▼▼▼

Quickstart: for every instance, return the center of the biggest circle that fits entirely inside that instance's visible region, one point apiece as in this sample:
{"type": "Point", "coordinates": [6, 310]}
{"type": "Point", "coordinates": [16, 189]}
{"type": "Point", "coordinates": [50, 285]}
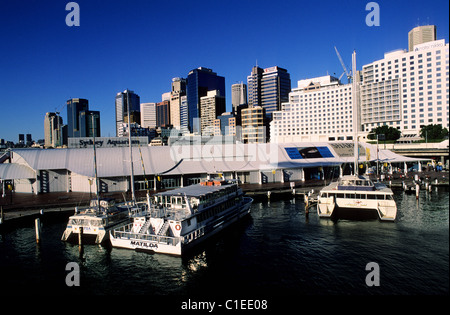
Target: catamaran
{"type": "Point", "coordinates": [357, 195]}
{"type": "Point", "coordinates": [99, 218]}
{"type": "Point", "coordinates": [179, 219]}
{"type": "Point", "coordinates": [103, 214]}
{"type": "Point", "coordinates": [353, 193]}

▲▲▲

Rewrite all the records above, putting "sailboat" in place of "catamaran" and leaving everything else unchanged. Leave the pictures out.

◆ RESULT OF THE TASK ◆
Quickstart: for every instance, return the center of the biggest circle that fits entirely inside that instance's visible region, one point apiece as in this sample:
{"type": "Point", "coordinates": [6, 310]}
{"type": "Point", "coordinates": [16, 189]}
{"type": "Point", "coordinates": [50, 285]}
Target: sailboat
{"type": "Point", "coordinates": [357, 195]}
{"type": "Point", "coordinates": [99, 218]}
{"type": "Point", "coordinates": [179, 219]}
{"type": "Point", "coordinates": [103, 214]}
{"type": "Point", "coordinates": [353, 193]}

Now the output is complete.